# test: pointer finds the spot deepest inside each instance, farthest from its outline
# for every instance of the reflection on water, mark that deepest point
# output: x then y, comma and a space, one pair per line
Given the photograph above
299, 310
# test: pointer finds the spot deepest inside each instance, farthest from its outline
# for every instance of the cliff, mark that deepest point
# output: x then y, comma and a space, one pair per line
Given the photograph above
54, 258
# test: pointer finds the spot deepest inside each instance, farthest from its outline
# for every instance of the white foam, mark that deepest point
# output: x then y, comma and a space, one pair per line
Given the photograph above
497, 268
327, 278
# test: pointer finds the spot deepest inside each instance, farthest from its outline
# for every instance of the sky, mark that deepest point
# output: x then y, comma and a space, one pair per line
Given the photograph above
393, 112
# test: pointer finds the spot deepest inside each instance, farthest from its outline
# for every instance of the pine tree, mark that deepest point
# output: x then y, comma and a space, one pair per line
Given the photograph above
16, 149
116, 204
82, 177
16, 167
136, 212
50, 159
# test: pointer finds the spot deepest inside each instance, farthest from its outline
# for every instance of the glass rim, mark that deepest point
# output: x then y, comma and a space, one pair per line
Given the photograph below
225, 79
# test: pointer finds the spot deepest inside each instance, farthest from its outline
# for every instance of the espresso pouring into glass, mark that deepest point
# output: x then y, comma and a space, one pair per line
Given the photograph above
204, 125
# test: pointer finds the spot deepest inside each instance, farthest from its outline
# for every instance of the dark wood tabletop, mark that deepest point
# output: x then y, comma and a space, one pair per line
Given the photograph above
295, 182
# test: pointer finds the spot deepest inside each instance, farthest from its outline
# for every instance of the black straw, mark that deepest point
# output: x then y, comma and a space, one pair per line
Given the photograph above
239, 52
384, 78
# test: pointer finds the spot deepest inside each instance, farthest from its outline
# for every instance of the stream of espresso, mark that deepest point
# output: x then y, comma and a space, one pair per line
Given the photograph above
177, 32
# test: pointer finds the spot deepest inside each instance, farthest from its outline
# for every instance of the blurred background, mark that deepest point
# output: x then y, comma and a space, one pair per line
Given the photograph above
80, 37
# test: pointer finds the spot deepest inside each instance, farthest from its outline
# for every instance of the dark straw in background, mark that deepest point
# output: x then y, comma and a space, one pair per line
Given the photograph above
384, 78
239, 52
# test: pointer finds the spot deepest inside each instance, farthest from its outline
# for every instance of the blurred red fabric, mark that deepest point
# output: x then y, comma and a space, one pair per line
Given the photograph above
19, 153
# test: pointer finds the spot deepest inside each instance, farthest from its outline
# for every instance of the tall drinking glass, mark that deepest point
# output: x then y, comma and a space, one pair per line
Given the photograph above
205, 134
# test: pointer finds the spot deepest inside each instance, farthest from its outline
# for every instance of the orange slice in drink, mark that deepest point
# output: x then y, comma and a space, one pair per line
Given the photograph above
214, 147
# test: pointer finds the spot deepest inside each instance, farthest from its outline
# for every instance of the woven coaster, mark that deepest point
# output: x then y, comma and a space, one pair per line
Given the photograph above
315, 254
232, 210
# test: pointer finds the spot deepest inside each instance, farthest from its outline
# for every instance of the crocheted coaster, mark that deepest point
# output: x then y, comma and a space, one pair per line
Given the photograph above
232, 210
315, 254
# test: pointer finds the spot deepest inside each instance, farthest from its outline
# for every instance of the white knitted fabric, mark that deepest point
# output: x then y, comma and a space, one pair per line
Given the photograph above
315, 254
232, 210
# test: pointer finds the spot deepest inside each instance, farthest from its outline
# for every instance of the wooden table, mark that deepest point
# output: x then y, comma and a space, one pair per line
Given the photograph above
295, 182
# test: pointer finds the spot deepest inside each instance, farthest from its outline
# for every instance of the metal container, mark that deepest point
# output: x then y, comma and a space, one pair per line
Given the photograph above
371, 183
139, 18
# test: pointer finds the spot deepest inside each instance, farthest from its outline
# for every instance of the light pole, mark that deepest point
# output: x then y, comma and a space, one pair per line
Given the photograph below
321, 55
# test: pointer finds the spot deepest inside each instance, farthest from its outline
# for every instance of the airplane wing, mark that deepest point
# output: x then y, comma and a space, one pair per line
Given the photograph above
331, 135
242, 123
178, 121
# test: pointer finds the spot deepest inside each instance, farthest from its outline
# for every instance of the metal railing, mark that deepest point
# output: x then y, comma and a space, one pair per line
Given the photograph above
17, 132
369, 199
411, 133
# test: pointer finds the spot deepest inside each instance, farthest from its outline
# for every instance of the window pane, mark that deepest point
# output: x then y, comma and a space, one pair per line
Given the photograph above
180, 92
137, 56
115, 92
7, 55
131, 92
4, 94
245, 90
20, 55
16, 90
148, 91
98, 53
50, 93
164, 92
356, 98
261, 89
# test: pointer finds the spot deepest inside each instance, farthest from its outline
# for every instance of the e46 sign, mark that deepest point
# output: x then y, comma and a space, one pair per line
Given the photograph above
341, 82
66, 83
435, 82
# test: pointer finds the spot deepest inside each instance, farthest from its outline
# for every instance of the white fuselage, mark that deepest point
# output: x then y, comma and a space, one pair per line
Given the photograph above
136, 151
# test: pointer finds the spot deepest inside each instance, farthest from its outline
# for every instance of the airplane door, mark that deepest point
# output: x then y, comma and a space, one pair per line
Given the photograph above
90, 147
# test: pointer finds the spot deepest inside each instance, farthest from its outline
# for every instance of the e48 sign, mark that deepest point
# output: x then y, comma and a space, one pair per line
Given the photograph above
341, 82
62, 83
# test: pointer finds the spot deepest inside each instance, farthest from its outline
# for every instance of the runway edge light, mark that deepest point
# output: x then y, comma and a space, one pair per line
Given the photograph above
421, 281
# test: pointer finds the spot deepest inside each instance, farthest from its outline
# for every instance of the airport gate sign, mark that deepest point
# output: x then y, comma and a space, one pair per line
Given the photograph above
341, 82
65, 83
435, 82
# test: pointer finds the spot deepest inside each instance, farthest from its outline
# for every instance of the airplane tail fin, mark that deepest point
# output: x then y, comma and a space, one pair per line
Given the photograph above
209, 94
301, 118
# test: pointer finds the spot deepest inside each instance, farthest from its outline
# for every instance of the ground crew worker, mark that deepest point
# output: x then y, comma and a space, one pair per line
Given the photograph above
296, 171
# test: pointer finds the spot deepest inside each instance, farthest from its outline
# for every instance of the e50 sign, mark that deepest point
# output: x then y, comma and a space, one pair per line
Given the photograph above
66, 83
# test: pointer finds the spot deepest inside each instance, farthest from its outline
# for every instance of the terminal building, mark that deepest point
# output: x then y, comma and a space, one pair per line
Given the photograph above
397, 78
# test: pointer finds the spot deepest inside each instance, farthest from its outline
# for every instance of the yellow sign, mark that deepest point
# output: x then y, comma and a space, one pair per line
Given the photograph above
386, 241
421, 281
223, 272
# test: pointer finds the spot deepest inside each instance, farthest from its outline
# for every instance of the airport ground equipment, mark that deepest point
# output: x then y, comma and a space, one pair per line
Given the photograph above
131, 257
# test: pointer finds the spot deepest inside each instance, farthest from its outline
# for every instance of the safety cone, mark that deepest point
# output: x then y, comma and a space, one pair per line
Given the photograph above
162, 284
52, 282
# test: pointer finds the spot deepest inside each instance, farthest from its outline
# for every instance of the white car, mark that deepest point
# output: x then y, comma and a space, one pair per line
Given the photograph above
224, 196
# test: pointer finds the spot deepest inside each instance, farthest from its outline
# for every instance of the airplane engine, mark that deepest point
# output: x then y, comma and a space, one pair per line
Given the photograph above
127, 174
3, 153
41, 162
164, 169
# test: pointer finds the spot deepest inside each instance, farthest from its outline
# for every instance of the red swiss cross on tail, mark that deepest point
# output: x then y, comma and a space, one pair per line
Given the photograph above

_Problem:_
Check each line of the listing above. Copy it if it holds the string "fabric".

_Solution to this problem:_
# for every instance of the blurred red fabric, mark that deepest point
# for every instance of the white knitted fabric, mark that deepest point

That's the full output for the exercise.